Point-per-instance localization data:
____________________
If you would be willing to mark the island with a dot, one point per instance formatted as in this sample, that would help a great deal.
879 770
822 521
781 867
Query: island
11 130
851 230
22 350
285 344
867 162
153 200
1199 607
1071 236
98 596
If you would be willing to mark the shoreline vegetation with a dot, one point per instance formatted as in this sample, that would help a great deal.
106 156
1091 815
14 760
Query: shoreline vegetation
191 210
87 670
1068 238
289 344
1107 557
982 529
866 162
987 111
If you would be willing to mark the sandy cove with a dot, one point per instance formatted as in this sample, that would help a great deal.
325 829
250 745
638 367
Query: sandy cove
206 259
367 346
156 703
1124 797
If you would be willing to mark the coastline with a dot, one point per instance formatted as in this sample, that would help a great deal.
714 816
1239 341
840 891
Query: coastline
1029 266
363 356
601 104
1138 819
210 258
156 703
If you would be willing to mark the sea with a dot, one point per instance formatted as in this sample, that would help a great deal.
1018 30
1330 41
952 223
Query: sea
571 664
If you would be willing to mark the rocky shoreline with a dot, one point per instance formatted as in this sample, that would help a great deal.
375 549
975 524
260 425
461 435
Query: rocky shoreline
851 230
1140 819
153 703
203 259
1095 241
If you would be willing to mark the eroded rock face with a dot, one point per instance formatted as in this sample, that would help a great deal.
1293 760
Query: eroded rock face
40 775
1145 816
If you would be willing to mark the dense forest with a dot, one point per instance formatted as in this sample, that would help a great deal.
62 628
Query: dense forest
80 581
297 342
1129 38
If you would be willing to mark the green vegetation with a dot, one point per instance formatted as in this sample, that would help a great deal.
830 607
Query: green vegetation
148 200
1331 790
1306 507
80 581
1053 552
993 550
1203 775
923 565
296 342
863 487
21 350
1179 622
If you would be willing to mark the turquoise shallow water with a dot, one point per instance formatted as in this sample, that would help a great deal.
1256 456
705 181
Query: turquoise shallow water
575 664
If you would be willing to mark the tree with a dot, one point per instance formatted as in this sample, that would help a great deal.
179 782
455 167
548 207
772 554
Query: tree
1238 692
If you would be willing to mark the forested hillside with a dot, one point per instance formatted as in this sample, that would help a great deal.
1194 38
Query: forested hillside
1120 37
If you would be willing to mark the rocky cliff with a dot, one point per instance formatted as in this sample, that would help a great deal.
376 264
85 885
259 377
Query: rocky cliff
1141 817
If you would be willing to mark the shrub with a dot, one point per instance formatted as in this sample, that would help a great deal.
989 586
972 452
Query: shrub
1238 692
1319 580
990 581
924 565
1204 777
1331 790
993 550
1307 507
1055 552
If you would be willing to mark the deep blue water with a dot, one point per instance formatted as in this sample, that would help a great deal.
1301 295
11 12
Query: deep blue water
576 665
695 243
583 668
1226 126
____________________
EXERCISE REQUIREMENTS: Each entry above should be repeated exactly, with no line left out.

ANSWER FOR THIS EXERCISE:
If you would be willing to mark the island with a dot, one point per instance formatted as in this sample, that would help a great deal.
879 770
822 521
781 867
Query: island
11 130
851 230
22 350
285 344
867 162
153 200
1199 607
1071 236
98 596
If you would be willing to mark the shoreline vegetation with a dot, one point per instance formatted as in this sample, that would help a great deal.
106 156
1091 815
14 760
Query: shoreline vegetation
191 210
87 670
1068 238
289 344
1107 557
982 529
866 162
987 111
If you would be willing to mark the sandy cove with a dot, one point per instance formatted as in this sample, that would help a great deal.
325 829
250 745
638 367
Query: sandy cove
206 259
367 346
156 703
1124 797
If you would be willing to mark the coastline with a dot, one point per instance formatted as in this sample, that would help a great deal.
714 816
1239 341
840 891
Query: coastline
1029 266
363 356
601 104
1138 819
210 258
156 703
If you would be willing to mark the sea with a dot, one point per instance formatted as in this sample, that would help a great deal.
1018 30
1330 41
952 223
Query: sea
571 664
If you would be willing to mark the rocky shoreline with a dot, one point per instance formatted as in this sample, that would help a great deal.
375 549
975 524
260 425
461 435
Query: rocky shoreline
851 230
1140 819
153 703
203 259
1095 241
If you would be willing to mark the eroded rock face with a dot, one point per instance formatted as in this sample, that would help a great deal.
1293 760
Query: eroded rock face
40 775
1145 816
If you would be willing to mark the dense forest with a dot, one point per instance formatted as in this sample, that would help a great deal.
62 628
Query: dense forest
80 581
297 342
1129 38
If you would be willing to mark the green vegetation with a dot, one point per instance formatted as in this sample, that would help a great deal.
830 607
Query: green vegetation
148 200
1331 790
1306 507
80 581
1053 552
993 550
1203 775
923 565
296 342
863 487
21 350
1179 622
If you would be willing to mark the turquoise shallow water with a dot, one point per instance formatted as in this sample, that would help a great deal.
1256 456
705 181
Query: turquoise shallow water
575 664
If you would be willing to mark the tree with a dot, one point per instance formatted as in this sample, that would help a great deal.
179 782
455 167
548 207
772 554
Query: tree
1238 692
If you would be willing to mark the forested hillside with a dot, one point per instance formatted as in this sample, that would help a great deal.
1194 38
Query: forested hillside
1120 37
If you would be willing to mark the rocky cliff with a dot, one point per instance formatted as in this sample, that would help a great deal.
376 264
85 885
259 377
Query: rocky cliff
1141 817
If you would be willing to mark the shrub with a dot, one point per instance formatted as in this sample, that would help a great deal.
989 586
972 452
Query: shrub
1238 692
1319 580
990 581
924 565
1204 777
1331 790
993 550
1307 507
1055 552
If you would be willing to mark the deep blue water with a dot, one point per instance formatted as in this sample, that would help a great deal.
1301 295
11 12
Query: deep blue water
576 665
695 243
583 668
1226 126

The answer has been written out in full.